• [What you need to do]:
1. Print the part of the bombing-response course description starting at "The target audience" and ending at "as a prerequisite.".
2. Do these statements agree with the bombing-response course description? Answer yes or no for each, quoting the deciding words: (a) The course lasts four hours. (b) K-12 school administrators may take the course without any prerequisite. (c) Improvised explosive devices are among the classroom topics.
3. Please continue the bombing-response course description from the point where it stops.

• [Source text]:
--- START ---

AWR-130-2 Incident Response to Terrorist Bombings
This 4-hour New Mexico Tech course is designed for responders who require the skills necessary to recognize and report a potential incident involving explosives or who are likely to witness or investigate an event involving the use of explosives or explosive devices. This course provides basic information on explosive and incendiary devices that could be used as terrorist weapons. Classroom topics include: understanding the terrorist threat, improvised explosive devices, safety issues, etc. At the conclusion of this course, participants will be able to identify and take appropriate action in the event of a potential or realized weapons of mass destruction (WMD) incident involving explosives and incendiaries.
The target audience for this course includes school administrators; higher education institution officials responsible for emergency planning and managing bomb incidents; college and university police/security/public safety officials, facilities managers, building and grounds management, housing, recreation and athletic staff; as well as responders from the following fields: law enforcement, fire service, emergency management, healthcare, public health, public safety communications, public works, hazardous materials, and governmental administration. K-12 school administrators must attend the Understanding and Planning for School Bomb Incidents course as a prerequisite.

--- END ---

• [Data shown]:

--- START ---

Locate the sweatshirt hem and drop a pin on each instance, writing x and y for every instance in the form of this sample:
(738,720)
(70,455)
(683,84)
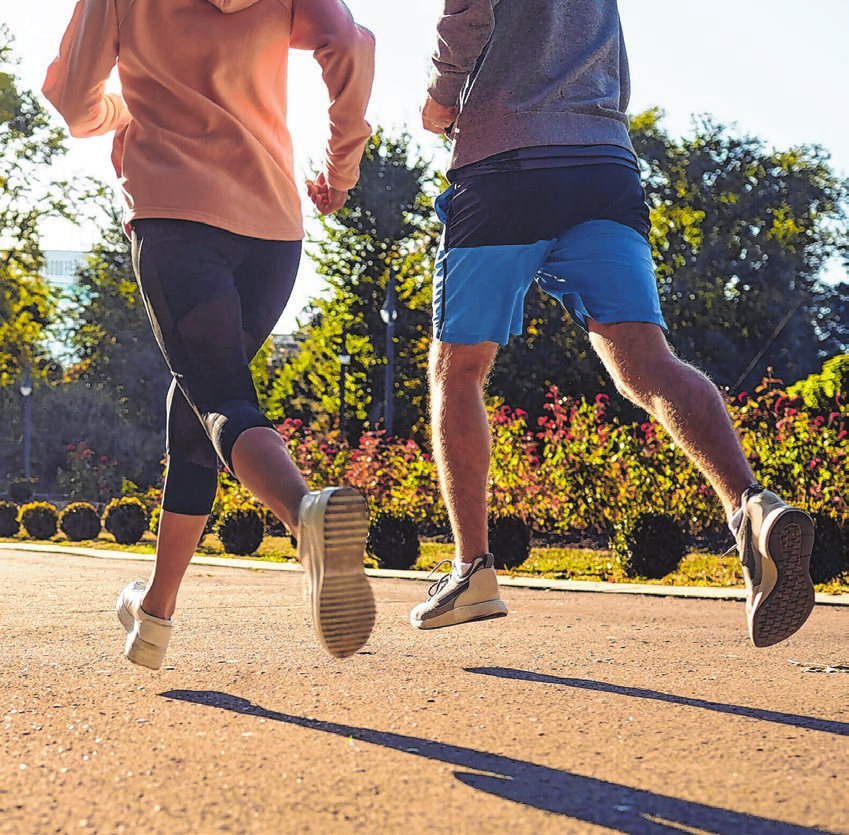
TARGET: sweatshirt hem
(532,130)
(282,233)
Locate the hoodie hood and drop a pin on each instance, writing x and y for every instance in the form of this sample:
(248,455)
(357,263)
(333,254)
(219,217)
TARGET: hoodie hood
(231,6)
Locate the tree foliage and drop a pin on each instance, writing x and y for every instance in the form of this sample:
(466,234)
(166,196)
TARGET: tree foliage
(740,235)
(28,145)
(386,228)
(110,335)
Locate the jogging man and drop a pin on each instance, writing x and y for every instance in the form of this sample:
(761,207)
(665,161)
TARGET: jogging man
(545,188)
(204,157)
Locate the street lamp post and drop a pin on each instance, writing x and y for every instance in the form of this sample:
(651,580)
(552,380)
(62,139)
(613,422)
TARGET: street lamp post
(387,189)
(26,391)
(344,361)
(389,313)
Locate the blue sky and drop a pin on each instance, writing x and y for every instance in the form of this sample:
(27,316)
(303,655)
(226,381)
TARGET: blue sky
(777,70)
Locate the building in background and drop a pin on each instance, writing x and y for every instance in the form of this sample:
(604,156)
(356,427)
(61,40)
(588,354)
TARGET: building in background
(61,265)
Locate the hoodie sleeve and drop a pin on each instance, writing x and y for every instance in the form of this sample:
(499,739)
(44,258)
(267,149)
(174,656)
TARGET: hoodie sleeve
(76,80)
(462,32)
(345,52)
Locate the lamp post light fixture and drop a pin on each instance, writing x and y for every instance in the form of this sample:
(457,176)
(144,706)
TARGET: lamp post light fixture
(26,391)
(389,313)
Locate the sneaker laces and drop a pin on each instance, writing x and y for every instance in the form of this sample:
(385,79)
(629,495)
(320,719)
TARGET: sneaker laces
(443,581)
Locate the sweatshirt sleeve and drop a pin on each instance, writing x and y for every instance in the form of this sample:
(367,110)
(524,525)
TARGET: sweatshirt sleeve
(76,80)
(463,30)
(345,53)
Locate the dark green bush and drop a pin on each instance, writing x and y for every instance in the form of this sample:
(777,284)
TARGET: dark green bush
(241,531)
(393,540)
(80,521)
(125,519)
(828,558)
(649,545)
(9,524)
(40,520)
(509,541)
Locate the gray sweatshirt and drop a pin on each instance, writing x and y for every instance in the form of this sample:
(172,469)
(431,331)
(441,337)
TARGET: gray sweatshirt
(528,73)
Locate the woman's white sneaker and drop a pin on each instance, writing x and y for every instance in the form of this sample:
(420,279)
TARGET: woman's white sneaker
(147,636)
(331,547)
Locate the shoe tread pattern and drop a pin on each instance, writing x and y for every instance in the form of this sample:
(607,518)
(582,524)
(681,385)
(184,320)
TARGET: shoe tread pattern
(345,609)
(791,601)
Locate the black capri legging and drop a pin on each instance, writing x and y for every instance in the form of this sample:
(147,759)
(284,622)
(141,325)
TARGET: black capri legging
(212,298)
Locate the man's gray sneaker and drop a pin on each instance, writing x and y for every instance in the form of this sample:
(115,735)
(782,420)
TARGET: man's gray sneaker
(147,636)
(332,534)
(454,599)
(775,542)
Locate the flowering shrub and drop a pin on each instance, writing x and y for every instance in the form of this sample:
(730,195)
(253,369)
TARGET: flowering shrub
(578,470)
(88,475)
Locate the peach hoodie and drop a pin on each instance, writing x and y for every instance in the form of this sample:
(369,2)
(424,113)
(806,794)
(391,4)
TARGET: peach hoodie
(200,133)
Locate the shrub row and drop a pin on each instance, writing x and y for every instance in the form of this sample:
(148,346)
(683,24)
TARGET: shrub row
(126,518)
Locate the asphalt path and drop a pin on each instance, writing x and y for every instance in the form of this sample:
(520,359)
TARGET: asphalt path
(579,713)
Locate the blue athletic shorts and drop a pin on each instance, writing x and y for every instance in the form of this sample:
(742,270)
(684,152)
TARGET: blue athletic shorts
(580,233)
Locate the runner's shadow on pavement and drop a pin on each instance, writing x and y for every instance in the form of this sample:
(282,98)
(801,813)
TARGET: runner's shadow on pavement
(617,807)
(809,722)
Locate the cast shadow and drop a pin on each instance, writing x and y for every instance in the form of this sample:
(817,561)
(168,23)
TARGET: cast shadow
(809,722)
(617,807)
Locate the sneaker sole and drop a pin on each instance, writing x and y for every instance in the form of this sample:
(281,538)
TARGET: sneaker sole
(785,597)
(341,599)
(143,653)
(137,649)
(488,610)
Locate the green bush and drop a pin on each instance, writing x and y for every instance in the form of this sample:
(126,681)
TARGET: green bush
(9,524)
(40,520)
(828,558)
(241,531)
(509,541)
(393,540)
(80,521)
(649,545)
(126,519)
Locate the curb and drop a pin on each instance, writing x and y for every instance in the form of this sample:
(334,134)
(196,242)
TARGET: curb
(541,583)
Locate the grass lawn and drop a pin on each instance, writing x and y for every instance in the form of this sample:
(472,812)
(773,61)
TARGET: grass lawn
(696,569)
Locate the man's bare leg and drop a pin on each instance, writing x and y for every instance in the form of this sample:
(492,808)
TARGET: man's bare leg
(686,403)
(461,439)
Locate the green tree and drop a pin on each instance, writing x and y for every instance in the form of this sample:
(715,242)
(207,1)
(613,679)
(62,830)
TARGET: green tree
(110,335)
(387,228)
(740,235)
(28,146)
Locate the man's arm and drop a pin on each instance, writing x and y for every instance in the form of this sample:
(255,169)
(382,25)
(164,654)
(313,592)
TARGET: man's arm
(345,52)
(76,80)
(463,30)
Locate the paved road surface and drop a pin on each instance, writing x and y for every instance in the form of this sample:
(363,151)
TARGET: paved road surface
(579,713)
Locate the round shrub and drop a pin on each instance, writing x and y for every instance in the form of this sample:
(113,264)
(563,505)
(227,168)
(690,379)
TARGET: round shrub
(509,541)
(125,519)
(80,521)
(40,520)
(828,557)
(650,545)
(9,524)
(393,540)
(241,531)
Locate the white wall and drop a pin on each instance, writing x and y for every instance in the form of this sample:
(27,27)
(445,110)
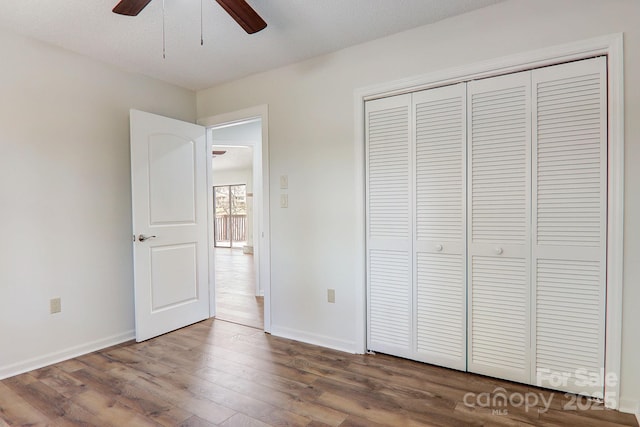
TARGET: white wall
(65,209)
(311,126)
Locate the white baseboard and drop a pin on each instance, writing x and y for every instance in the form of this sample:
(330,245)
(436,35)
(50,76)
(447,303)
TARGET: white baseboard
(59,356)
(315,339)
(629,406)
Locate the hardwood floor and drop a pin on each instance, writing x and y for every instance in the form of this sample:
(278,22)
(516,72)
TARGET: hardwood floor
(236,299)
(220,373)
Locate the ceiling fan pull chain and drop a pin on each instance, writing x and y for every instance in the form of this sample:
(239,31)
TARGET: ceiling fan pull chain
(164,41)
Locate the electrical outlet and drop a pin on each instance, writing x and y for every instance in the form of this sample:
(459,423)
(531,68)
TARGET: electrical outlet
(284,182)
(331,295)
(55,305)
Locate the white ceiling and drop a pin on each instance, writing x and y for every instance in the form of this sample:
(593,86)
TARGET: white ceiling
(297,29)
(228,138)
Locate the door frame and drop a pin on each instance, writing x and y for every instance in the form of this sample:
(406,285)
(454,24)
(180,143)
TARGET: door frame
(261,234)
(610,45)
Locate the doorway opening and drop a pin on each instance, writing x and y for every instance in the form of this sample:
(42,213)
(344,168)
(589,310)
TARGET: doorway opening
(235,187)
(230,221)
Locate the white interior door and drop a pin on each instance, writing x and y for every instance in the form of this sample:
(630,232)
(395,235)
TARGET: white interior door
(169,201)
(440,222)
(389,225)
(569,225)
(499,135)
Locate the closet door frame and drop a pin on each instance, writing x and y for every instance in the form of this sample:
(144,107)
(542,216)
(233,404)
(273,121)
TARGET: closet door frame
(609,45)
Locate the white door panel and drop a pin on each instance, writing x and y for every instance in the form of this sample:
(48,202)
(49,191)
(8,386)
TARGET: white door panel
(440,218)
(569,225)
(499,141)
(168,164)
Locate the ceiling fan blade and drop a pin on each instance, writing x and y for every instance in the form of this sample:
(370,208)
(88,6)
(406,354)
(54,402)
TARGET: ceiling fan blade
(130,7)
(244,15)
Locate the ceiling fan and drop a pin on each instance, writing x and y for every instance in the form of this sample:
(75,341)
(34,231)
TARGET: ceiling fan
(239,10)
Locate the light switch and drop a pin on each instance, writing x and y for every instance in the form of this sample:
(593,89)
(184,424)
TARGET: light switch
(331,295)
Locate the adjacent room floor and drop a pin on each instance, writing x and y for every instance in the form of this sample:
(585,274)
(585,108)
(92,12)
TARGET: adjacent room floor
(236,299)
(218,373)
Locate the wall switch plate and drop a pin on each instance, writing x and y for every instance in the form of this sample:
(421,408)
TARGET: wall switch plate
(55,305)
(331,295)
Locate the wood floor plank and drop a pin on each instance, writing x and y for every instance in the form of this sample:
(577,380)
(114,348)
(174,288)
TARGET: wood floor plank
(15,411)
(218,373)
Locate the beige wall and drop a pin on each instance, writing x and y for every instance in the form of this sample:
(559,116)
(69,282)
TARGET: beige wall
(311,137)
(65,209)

--- END ---

• [Answers to the tasks]:
1.
The target audience for this course includes school administrators; higher education institution officials responsible for emergency planning and managing bomb incidents; college and university police/security/public safety officials, facilities managers, building and grounds management, housing, recreation and athletic staff; as well as responders from the following fields: law enforcement, fire service, emergency management, healthcare, public health, public safety communications, public works, hazardous materials, and governmental administration. K-12 school administrators must attend the Understanding and Planning for School Bomb Incidents course as a prerequisite.

2.
(a) Yes: "This 4-hour New Mexico Tech course"
(b) No: "K-12 school administrators must attend the Understanding and Planning for School Bomb Incidents course as a prerequisite."
(c) Yes: "Classroom topics include: understanding the terrorist threat, improvised explosive devices, safety issues, etc."

3.
AWR-132 Understanding and Planning for School Bomb Incidents
Bomb threats to schools are a significant problem throughout the United States. Although more than 90% of bomb threats turn out to be pranks, school districts must take each threat seriously because of the real potential for death and serious injury. The problem of bomb threats is an annual occurrence for many school districts, resulting in days lost from teaching and learning, emotional trauma to students and staff, and financial costs. Effective response to school bomb threats requires the coordinated efforts of administration, faculty, staff, and first responders.
This 4-hour New Mexico Tech course is designed to aid emergency responders who respond to school bomb incidents. The primary target audience includes firefighters, law enforcement officers, emergency medical technicians, security personnel, and school employess who are responsible for planning for and responding to bombing incidents in schools. This course addresses issues and considerations involved in developing a safe and effective school bomb threat response plan annex as part of the school emergency operations plan. This course is a prerequisite course for K-12 school officials attending the Incident Response to Terrorist Bombings course.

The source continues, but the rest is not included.